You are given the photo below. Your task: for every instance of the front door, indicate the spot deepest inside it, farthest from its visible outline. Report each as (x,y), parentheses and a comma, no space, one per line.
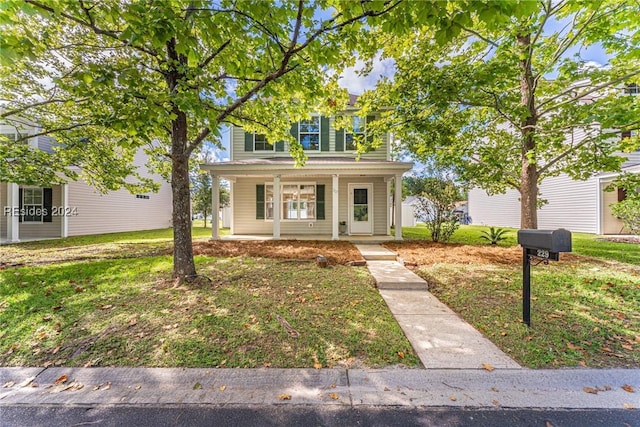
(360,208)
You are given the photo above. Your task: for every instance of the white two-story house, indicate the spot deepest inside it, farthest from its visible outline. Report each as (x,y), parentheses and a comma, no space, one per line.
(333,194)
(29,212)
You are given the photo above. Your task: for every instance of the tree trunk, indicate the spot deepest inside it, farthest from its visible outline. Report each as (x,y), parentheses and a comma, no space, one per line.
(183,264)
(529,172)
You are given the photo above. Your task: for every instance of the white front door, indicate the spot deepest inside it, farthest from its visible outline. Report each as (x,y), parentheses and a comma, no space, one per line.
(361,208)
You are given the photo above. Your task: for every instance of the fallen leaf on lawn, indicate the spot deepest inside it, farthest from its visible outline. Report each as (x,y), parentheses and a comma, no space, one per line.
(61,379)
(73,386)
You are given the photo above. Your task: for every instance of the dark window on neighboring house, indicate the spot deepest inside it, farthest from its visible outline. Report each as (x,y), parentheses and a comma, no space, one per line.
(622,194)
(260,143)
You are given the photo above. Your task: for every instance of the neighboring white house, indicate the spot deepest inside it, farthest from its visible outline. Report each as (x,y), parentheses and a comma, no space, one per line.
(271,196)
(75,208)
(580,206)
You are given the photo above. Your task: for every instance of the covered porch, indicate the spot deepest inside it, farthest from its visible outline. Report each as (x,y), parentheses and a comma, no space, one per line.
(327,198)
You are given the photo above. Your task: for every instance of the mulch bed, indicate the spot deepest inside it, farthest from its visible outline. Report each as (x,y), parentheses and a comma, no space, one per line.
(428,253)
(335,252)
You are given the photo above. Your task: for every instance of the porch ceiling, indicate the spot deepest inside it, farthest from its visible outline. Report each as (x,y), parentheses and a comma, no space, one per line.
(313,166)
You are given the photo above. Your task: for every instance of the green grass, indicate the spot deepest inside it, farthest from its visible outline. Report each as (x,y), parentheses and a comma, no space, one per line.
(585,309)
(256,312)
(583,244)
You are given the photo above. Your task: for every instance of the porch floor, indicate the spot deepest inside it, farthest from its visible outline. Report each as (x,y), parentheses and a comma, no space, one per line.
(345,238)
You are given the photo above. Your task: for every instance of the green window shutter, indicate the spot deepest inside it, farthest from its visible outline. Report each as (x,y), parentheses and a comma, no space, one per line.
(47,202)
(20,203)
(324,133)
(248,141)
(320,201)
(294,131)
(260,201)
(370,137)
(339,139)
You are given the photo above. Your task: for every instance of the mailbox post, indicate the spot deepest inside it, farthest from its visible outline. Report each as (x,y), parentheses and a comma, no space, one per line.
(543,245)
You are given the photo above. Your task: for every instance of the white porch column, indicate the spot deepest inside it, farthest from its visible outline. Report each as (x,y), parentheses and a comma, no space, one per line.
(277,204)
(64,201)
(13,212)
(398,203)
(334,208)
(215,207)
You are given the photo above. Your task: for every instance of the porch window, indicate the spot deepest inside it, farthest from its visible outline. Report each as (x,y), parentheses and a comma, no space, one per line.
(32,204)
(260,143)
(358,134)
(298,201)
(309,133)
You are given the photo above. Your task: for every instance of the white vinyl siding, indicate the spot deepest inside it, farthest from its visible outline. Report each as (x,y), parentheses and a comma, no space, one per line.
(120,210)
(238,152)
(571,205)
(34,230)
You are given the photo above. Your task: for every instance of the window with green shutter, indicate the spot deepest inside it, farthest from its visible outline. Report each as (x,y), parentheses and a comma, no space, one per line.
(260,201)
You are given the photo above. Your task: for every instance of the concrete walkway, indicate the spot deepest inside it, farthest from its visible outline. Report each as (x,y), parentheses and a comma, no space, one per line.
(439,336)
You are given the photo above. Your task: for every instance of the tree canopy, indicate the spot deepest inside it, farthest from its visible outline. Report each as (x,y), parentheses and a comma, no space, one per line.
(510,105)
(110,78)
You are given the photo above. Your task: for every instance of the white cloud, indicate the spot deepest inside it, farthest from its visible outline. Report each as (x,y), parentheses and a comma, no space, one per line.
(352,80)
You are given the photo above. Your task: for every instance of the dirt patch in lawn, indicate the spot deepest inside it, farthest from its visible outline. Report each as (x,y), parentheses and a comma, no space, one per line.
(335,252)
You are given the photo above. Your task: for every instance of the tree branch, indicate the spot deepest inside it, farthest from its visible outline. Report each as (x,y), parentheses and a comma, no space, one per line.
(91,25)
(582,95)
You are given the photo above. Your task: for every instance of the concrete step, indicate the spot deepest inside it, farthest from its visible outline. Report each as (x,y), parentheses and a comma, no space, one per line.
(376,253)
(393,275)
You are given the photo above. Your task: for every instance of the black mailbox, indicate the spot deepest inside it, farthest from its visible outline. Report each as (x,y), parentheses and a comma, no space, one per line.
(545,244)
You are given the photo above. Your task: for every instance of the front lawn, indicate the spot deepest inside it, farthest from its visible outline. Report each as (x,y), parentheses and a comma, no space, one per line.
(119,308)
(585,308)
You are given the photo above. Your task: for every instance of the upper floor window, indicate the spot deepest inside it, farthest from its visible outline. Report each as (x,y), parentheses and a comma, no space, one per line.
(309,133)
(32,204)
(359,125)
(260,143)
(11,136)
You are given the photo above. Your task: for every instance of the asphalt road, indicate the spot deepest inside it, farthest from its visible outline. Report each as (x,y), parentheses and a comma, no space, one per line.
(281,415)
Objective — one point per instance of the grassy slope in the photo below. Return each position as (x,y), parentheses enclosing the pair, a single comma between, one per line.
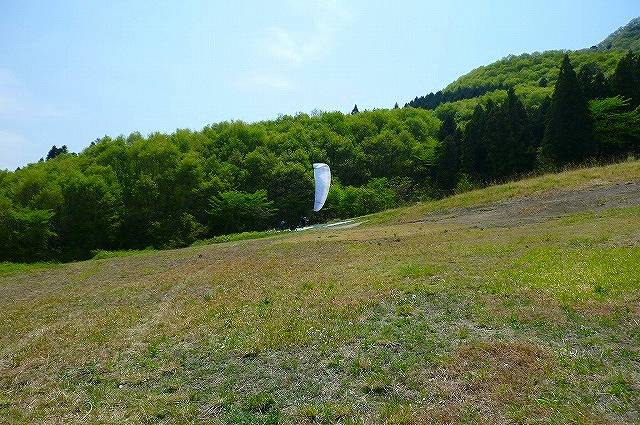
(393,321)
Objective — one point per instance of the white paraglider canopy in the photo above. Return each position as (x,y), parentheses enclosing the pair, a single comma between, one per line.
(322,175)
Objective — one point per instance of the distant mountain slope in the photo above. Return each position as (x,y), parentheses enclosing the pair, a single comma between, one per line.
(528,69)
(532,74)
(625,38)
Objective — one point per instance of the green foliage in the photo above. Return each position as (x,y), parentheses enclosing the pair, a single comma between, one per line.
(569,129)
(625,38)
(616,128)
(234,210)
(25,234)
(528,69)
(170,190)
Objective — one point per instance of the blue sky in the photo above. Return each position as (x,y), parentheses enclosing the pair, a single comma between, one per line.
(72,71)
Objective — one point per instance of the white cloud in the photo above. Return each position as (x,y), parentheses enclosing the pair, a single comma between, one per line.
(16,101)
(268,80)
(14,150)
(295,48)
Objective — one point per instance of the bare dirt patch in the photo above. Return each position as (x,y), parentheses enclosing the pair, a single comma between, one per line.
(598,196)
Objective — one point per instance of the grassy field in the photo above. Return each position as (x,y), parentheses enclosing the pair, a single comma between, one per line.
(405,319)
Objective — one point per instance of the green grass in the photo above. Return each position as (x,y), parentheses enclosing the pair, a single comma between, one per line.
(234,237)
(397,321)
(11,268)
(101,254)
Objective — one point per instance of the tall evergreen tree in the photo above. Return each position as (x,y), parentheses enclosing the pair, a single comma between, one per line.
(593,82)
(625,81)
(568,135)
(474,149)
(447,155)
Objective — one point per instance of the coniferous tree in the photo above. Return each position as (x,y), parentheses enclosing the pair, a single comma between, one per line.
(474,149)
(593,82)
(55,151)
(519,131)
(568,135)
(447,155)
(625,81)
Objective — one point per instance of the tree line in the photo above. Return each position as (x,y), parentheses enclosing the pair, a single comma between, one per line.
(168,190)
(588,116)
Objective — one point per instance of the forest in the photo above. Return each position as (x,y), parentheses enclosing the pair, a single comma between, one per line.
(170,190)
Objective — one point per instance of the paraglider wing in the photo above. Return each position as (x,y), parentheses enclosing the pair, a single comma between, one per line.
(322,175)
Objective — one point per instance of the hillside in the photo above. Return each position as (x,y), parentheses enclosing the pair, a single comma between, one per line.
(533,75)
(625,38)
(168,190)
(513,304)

==

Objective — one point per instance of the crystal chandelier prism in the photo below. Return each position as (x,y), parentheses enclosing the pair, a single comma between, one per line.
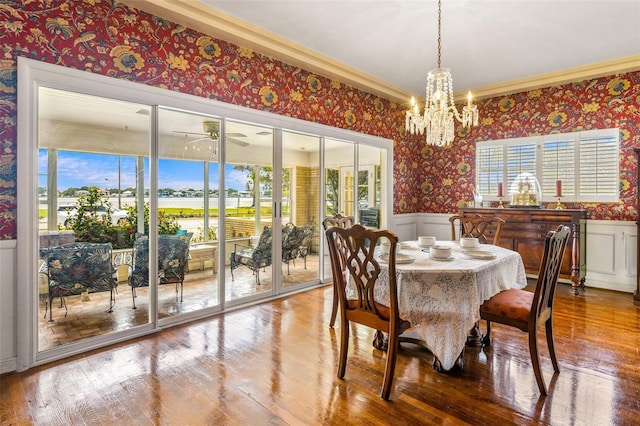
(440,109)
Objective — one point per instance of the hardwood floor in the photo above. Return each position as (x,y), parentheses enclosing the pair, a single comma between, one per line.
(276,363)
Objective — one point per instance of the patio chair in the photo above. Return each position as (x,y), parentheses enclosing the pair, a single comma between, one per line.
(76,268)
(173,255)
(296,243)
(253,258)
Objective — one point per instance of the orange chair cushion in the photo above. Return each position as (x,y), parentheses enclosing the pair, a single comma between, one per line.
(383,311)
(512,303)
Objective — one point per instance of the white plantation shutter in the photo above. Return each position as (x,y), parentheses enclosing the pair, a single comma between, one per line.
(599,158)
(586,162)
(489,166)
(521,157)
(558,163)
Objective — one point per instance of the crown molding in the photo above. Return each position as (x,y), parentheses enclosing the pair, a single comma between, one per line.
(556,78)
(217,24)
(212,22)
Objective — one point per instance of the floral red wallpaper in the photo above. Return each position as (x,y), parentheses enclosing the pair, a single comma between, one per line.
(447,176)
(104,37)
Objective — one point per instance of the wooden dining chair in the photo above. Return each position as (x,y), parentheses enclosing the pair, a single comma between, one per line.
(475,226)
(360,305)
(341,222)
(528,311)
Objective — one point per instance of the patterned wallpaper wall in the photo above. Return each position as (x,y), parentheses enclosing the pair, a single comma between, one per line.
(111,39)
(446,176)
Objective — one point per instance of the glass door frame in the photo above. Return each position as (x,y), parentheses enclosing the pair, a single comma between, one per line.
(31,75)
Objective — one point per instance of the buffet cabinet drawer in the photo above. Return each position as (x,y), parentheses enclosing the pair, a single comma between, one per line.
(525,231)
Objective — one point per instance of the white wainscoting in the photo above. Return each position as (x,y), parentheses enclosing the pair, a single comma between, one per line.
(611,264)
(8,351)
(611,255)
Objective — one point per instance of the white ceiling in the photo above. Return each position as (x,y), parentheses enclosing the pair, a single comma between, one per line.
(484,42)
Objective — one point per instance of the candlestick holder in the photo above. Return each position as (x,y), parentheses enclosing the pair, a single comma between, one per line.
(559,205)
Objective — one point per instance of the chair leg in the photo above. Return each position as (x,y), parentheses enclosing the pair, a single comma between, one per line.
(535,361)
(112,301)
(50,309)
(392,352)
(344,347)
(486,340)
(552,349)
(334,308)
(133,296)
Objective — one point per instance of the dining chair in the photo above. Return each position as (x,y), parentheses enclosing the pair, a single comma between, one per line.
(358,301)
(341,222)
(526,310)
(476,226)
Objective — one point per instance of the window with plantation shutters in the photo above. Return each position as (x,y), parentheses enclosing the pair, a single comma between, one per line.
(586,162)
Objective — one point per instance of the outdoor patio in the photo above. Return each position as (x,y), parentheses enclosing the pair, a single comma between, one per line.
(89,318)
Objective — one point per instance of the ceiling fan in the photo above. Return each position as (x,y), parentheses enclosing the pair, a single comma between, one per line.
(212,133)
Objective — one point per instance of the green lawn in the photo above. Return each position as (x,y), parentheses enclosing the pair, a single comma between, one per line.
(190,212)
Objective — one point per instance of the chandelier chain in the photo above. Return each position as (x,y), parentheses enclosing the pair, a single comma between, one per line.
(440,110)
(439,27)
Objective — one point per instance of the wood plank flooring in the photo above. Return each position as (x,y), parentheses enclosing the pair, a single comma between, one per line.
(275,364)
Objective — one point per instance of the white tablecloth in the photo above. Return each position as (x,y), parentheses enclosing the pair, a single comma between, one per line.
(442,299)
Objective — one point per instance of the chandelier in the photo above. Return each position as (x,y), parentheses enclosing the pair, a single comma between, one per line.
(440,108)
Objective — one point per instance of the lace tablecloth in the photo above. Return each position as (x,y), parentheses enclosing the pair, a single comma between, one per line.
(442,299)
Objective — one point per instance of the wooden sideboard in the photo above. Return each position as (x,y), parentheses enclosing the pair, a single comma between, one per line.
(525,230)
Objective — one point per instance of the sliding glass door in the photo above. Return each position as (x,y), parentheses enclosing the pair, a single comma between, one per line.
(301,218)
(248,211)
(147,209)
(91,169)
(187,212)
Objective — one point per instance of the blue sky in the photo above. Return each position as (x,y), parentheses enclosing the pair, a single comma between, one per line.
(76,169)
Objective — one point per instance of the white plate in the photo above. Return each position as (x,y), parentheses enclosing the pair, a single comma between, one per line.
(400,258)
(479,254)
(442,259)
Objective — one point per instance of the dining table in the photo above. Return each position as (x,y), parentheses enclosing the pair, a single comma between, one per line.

...

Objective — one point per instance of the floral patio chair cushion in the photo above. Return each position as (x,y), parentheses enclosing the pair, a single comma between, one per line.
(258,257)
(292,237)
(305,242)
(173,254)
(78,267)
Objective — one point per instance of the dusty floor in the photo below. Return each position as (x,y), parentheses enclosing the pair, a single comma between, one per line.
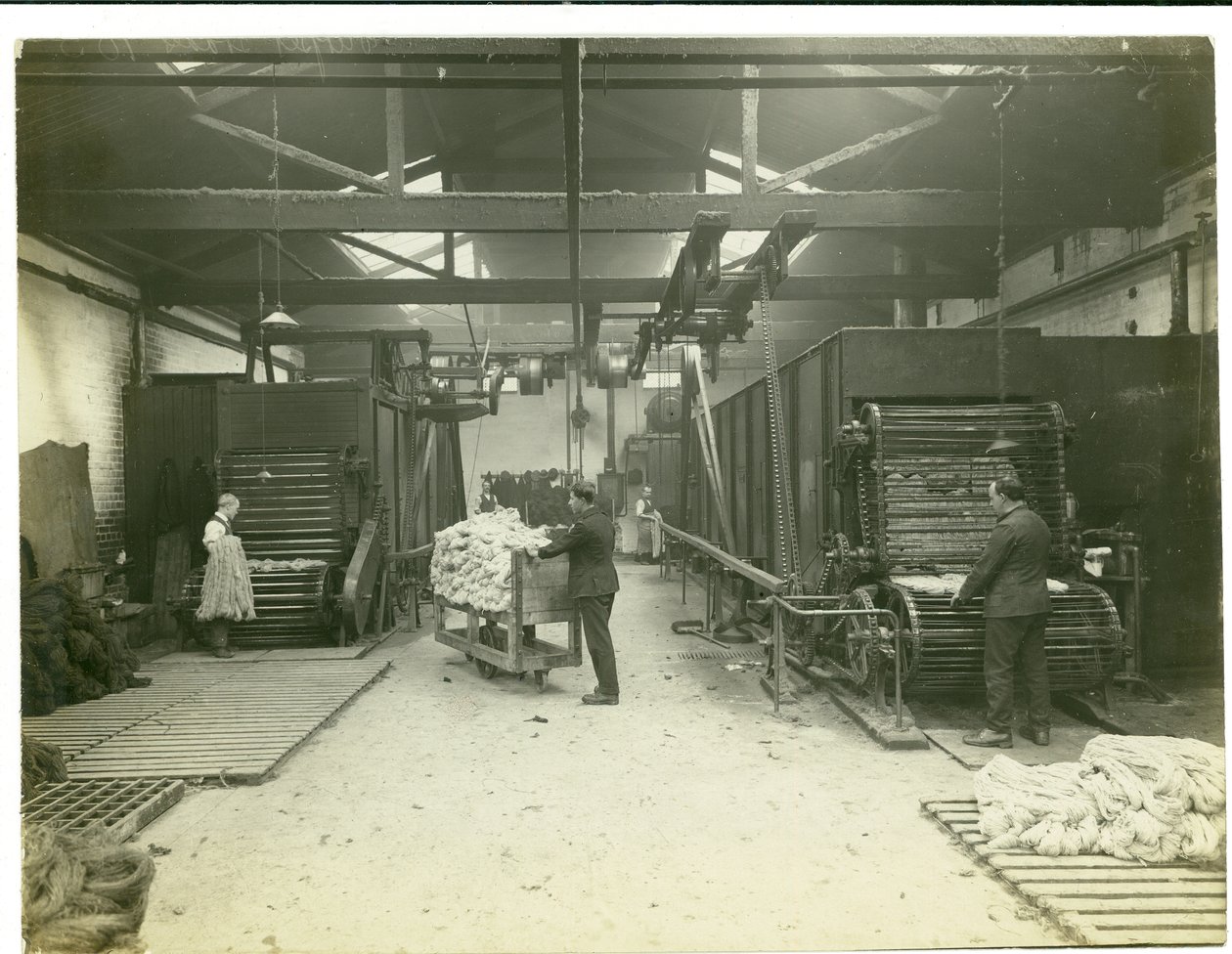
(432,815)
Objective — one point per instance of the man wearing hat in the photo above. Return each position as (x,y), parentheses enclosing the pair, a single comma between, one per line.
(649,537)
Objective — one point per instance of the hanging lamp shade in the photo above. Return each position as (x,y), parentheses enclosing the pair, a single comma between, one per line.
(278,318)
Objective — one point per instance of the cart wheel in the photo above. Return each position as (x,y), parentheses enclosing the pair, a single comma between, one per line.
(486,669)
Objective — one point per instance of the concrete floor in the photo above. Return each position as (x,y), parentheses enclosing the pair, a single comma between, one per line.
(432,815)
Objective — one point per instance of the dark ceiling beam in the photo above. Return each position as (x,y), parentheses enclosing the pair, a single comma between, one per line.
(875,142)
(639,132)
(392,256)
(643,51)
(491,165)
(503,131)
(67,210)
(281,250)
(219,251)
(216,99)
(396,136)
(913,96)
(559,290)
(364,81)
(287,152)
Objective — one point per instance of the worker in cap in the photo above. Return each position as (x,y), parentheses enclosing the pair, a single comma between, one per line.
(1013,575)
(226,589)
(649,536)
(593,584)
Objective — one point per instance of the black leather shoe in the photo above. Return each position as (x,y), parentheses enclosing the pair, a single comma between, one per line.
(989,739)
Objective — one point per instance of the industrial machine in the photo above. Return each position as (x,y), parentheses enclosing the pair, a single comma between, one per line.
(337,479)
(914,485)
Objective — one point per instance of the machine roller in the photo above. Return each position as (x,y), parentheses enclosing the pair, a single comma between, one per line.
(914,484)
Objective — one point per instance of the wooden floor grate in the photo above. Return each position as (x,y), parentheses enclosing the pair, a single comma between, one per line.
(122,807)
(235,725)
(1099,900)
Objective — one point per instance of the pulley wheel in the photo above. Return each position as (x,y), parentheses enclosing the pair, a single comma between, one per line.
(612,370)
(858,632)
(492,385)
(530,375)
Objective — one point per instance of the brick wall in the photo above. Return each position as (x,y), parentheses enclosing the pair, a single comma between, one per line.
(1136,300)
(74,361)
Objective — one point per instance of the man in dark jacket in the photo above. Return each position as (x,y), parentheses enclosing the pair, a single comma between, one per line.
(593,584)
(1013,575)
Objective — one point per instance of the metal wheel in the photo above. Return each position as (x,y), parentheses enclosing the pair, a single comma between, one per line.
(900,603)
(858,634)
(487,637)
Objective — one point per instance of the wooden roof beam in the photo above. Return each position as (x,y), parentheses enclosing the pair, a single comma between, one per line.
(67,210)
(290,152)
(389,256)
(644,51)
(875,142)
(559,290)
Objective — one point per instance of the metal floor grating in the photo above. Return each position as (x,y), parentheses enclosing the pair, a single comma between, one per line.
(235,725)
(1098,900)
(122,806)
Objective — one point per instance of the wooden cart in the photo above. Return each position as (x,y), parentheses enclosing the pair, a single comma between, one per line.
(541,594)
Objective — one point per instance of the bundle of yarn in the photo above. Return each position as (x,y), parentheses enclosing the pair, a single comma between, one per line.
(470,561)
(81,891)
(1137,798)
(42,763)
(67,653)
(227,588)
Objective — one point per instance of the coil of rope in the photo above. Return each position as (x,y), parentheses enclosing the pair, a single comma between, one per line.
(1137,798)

▶ _AIM_: Find every line in the data above that contains the word "dirt", and copy each of those lines in full.

▶ _IN RESPONSE_:
You are given the photo above. Your task: for every instance of the dirt patch in lawn, indicate the spot deepest inside it, farthest from its visible outline. Report each as (x,y), parentheses and a comma, no space, one per line.
Objective — one point per instance of the bare dirt patch in the photo above. Return each position as (x,y), parentheses enclosing the pair, a single comma between, one per line.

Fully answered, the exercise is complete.